ACTION ITEM
Omitting the images, transcribe the records below exactly as they stand.

GIVEN ENTRIES
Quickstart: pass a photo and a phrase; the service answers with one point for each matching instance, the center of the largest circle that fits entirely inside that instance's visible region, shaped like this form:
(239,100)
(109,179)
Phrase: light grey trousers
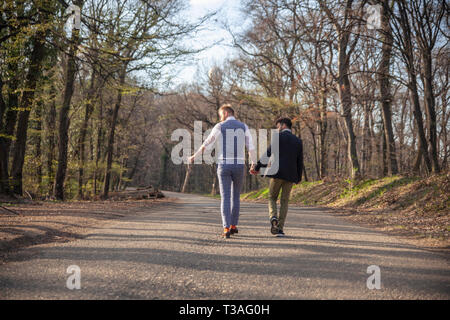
(231,177)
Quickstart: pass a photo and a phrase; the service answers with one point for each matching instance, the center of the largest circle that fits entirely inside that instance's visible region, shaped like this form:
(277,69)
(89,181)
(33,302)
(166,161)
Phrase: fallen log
(136,193)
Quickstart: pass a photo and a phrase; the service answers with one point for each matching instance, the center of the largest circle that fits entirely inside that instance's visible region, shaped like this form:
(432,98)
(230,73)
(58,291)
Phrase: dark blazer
(290,157)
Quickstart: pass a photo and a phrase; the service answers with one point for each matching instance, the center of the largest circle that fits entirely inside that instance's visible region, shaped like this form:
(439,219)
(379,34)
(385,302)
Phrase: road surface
(175,251)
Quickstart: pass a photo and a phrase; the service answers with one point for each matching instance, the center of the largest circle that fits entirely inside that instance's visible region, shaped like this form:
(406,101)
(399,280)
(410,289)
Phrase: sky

TASK SOLUTION
Quickstart: pass a photo and a phrase; the service answers with one point for each matching instance, the center of the largest circle that fits entirely inside that instance's visible region, shaped like this form:
(239,100)
(109,179)
Phrase: light grey trousers
(231,177)
Quickstart: pass a photo and a phrase; the service answers with one point for each matching instance, the center of the largest circle that fits entirely inside that instance's visible region, shaped like this form:
(277,69)
(89,181)
(33,302)
(166,161)
Phrase: fallen log
(136,193)
Quickstart: pass a photo and a phrase; the service answers with one point for each matching instance, the center of the largest circle that fits entirely inside that instance's visible region, shaped like this form:
(432,98)
(230,73)
(58,291)
Phrase: dark blazer
(290,157)
Quickstart: pass a photo and a phrase; the service answers with one point for each matching instance, the center of the largest circle that fits entirely inside that instance's visible region, shaped like this form:
(439,219)
(379,34)
(385,302)
Phrase: road surface
(175,251)
Quickstart: pass a photo and a phrase; the service answers with one point for each matching instance, the center of the largest circle that fits entirely inside that instance's visible region, shaped like this form:
(406,101)
(399,280)
(410,289)
Phrase: sky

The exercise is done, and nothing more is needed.